▶ [Data records]
────────────────

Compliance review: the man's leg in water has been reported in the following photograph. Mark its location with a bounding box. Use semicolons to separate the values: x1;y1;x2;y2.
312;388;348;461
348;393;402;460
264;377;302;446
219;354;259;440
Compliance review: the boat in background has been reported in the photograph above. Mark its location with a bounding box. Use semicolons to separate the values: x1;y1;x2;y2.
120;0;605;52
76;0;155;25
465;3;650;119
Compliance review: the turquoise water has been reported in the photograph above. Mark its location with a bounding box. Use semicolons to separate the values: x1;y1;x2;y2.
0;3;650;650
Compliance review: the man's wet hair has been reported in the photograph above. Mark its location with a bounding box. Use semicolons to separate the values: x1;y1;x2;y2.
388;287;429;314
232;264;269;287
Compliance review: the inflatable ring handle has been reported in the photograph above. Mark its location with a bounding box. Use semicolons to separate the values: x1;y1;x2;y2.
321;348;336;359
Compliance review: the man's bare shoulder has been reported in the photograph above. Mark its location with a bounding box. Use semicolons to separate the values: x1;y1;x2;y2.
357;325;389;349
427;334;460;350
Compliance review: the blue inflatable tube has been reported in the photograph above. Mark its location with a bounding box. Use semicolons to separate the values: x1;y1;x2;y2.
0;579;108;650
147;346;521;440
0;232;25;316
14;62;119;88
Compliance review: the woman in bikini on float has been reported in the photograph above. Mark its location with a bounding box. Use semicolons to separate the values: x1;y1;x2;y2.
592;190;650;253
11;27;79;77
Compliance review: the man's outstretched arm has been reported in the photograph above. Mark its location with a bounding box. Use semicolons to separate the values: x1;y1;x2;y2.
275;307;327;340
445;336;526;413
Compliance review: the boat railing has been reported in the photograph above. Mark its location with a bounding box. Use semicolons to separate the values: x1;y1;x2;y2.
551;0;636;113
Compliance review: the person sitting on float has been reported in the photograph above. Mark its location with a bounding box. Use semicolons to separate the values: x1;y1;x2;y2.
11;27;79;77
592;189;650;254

────────────────

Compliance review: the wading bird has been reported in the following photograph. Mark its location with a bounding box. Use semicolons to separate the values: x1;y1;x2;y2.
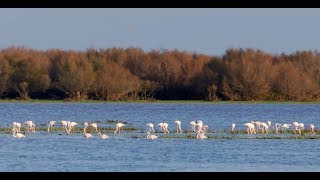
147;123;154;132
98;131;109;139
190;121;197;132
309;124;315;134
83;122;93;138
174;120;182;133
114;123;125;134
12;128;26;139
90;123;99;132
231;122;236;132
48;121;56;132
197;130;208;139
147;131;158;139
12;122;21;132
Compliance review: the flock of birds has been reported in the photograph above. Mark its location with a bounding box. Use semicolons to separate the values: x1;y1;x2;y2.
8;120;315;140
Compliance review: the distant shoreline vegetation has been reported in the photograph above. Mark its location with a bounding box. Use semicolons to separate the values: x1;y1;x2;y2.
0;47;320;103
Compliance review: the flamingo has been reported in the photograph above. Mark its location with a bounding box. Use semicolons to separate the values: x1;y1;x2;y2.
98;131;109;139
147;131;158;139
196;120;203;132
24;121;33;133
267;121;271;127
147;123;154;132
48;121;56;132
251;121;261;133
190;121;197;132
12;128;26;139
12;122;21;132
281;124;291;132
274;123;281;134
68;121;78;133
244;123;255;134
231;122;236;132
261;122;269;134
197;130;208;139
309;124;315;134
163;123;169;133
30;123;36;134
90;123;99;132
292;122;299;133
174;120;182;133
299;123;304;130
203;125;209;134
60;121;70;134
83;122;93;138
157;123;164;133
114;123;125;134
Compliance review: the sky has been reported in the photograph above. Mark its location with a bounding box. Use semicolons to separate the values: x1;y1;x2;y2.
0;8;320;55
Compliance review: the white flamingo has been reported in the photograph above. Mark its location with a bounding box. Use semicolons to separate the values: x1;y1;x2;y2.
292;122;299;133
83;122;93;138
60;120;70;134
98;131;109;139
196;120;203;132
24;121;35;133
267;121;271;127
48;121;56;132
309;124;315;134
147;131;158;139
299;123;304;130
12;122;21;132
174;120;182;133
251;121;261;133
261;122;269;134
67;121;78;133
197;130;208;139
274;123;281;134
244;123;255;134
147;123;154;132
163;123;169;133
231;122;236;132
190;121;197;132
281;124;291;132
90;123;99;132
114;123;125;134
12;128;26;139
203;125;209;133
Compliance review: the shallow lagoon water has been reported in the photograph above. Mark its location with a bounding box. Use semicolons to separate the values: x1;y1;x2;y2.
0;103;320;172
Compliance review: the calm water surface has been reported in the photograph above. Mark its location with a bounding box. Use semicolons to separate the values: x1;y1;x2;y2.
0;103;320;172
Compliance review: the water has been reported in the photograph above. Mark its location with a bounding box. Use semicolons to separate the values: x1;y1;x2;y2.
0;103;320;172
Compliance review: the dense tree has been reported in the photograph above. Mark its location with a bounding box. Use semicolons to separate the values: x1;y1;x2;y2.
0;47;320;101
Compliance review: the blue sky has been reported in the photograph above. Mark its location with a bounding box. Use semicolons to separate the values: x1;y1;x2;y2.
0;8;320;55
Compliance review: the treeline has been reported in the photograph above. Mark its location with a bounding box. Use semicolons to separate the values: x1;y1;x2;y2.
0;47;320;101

────────────────

▶ [Problem details] Begin at the line of the listing that has "Compliance review: the boat in" and stop after the line that has "427;334;460;350". Rewrite those lines with "bounding box" changed to "rectangle", keeping everything else the same.

▶ [Response to this exercise]
Compliance review: the boat in background has been reported in the photograph above. Mark its location with a rectangle. Use semicolons to separate the values: x1;y1;x2;y2.
120;0;605;52
76;0;155;25
465;3;650;119
Compliance review: the turquoise water has been reported in the photograph above. Mark its location with a rectangle. Use semicolons to separate the values: x1;y1;x2;y2.
0;3;650;650
Compliance review: the man's wet hair has been reported in the photograph above. Mark its location with a rectangle. Use semicolons to separate the values: x1;y1;x2;y2.
388;287;429;314
232;264;269;287
Compliance review: the inflatable ring handle has been reported in the photograph above. Mark its location with a rectangle. Use semicolons to separate the values: x1;y1;x2;y2.
321;348;336;359
Compliance review: the man's bare shoulder has been reported in the photograph above. Mark its location with a rectangle. Use semicolons to separate the values: x1;y1;x2;y2.
357;325;389;349
427;334;460;350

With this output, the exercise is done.